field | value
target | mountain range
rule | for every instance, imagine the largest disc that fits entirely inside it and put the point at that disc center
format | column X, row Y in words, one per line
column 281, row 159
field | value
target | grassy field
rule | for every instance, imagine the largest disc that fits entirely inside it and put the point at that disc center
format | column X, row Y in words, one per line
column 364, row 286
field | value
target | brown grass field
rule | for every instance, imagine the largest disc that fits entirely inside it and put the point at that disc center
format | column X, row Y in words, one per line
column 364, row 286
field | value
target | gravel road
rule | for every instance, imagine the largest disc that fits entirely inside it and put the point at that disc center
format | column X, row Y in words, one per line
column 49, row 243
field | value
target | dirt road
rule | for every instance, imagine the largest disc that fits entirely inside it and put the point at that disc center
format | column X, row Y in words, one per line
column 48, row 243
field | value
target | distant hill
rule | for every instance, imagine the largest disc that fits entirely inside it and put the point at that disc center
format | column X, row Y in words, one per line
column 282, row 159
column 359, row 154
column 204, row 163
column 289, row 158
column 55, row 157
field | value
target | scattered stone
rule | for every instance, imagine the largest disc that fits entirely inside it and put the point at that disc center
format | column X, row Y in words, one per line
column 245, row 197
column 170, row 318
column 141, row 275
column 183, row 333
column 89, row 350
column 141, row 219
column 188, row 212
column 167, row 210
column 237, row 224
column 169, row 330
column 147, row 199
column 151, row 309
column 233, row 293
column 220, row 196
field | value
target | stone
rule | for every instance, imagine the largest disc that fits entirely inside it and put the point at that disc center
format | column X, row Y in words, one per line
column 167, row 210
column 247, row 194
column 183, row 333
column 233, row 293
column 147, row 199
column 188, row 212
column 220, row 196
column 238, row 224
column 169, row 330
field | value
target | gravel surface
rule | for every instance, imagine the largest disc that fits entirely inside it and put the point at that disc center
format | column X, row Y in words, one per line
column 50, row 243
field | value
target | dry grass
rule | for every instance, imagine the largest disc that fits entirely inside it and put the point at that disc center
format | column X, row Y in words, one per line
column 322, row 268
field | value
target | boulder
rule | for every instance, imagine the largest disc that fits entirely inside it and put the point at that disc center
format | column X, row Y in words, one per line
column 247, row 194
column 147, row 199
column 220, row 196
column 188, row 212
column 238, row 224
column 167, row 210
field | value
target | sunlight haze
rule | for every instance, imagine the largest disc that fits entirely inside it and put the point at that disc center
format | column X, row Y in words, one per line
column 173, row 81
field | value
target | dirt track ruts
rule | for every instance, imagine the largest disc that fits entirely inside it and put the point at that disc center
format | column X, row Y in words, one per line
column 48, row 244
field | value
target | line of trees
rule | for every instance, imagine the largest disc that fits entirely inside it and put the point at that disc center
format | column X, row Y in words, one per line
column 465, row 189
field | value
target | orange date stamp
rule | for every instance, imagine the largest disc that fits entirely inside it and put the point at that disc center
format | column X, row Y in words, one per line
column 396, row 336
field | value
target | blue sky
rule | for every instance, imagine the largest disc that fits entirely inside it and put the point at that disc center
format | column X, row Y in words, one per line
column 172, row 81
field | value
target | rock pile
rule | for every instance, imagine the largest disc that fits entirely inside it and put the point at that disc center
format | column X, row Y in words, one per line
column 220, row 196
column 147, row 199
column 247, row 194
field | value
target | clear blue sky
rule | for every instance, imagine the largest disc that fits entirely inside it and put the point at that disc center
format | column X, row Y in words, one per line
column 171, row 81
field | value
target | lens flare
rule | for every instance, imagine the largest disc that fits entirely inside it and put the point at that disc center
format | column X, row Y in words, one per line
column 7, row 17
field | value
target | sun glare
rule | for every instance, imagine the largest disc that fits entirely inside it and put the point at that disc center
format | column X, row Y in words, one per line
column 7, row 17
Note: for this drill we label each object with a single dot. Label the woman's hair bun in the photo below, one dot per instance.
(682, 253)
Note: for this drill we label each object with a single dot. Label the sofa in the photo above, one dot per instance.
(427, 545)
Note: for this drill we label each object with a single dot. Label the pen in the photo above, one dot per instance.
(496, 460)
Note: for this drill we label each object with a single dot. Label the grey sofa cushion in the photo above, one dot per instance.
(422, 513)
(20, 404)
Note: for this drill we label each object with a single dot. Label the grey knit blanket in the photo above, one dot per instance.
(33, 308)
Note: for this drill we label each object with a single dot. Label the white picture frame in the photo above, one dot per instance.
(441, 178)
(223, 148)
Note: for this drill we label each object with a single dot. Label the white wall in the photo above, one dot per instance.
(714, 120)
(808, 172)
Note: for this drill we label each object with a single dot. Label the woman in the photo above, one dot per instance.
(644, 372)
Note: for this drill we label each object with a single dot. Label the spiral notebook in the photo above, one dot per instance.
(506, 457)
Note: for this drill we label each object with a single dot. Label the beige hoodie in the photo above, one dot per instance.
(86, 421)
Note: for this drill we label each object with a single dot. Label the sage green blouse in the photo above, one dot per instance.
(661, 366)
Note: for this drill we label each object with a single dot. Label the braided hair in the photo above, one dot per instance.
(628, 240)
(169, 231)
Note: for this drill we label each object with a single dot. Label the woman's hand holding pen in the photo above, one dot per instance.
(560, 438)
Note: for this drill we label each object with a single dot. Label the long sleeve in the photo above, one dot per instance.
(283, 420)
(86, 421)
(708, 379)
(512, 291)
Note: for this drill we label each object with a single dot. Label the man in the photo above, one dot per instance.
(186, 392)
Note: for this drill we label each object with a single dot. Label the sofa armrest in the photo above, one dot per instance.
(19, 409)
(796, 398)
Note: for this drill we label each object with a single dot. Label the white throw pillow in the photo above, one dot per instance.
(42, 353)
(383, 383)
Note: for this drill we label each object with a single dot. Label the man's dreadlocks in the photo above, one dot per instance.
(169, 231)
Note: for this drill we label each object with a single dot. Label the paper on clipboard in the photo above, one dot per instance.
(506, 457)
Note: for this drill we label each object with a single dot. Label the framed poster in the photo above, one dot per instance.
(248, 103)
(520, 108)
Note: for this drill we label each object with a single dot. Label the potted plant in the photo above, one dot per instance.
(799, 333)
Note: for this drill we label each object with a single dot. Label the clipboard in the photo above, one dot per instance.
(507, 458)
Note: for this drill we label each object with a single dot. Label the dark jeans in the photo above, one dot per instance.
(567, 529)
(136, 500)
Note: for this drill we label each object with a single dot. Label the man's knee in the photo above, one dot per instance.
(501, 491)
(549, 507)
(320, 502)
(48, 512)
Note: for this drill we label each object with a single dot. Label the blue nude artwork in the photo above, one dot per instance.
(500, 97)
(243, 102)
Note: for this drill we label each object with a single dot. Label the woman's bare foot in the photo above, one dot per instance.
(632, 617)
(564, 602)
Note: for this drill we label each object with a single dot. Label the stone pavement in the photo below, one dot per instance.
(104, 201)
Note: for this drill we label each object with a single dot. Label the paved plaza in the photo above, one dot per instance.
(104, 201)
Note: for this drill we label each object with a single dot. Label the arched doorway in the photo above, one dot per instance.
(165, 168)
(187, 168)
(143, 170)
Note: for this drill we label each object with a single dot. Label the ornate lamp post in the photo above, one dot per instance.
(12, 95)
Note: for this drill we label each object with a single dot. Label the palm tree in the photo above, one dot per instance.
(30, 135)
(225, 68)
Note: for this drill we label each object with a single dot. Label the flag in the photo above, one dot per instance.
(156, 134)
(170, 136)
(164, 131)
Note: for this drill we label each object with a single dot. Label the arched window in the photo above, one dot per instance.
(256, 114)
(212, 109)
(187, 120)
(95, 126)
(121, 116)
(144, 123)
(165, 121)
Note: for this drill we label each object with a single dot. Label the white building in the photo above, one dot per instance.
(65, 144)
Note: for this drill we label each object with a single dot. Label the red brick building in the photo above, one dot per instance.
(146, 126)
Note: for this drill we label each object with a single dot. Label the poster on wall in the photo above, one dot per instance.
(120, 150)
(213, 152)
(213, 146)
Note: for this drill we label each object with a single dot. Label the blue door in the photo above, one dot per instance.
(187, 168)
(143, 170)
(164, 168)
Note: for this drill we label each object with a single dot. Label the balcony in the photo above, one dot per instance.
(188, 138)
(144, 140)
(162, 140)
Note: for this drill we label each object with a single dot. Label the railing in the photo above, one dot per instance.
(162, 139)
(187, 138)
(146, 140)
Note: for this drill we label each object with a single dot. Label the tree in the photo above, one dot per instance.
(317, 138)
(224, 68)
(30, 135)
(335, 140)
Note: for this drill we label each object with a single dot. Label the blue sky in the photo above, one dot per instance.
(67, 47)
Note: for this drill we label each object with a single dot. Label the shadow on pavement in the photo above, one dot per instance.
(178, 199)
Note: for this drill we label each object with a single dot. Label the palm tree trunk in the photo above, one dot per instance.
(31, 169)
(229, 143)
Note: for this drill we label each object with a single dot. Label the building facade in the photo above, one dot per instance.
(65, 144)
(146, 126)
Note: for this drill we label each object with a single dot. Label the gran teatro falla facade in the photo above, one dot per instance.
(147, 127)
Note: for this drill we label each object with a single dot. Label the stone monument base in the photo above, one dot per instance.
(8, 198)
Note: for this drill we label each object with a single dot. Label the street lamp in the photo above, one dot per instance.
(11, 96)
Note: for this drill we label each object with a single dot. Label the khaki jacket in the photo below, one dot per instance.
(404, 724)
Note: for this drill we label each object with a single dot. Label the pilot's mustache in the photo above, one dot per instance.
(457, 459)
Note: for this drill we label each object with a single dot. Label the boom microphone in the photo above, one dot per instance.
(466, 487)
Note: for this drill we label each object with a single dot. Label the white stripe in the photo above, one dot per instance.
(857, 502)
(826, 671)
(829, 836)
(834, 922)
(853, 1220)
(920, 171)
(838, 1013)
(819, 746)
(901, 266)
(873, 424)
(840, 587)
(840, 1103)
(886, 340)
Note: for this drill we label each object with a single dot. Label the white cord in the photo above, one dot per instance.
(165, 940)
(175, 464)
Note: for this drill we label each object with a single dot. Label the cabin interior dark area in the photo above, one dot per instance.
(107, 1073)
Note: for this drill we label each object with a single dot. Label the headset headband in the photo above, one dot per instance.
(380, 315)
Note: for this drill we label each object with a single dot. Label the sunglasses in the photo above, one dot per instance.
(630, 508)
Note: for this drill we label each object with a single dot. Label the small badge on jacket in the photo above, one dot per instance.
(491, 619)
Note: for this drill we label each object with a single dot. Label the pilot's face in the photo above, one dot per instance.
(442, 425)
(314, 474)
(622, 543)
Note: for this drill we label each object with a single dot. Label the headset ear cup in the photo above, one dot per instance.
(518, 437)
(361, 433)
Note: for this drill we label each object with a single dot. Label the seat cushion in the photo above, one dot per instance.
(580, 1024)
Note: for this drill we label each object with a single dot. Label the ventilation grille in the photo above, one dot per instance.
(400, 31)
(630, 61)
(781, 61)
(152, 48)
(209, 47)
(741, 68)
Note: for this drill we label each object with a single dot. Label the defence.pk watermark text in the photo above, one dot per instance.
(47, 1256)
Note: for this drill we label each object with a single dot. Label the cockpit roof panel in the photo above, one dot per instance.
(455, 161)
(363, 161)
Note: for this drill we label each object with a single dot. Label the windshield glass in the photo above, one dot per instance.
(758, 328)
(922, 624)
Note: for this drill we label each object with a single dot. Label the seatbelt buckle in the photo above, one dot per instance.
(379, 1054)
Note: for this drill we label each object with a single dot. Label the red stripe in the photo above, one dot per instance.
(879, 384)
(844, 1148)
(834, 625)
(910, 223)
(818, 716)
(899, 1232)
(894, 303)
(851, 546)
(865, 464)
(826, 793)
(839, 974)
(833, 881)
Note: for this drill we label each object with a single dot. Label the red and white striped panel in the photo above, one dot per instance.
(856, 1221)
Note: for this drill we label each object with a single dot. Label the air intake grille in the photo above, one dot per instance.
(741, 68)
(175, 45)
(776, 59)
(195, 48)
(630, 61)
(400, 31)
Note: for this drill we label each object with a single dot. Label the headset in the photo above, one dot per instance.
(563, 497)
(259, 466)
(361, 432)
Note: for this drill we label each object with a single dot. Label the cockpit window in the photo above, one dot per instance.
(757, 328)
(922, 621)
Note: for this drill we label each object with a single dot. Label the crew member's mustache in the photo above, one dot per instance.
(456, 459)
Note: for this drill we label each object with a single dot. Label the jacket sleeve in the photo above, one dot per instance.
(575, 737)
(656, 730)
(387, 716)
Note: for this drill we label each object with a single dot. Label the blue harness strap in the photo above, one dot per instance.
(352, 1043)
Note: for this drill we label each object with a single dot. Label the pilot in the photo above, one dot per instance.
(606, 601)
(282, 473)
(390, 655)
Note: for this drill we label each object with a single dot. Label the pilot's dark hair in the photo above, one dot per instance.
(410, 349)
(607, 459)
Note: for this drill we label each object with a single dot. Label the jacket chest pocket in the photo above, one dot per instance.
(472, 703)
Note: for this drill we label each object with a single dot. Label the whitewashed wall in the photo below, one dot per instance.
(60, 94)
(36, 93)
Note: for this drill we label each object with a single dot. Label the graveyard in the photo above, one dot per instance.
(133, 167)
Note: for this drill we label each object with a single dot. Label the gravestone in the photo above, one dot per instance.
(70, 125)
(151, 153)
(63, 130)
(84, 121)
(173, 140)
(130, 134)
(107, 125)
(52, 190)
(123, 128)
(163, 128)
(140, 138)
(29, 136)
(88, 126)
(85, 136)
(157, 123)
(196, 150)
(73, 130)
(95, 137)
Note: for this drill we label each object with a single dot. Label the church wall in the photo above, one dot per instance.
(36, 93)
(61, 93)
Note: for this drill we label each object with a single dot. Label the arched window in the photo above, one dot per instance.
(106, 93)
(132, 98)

→ DIRECTIONS: Your answer should be a single number: the count of lines in the listing that hold the word "gravel".

→ WRITTEN SOLUTION: 2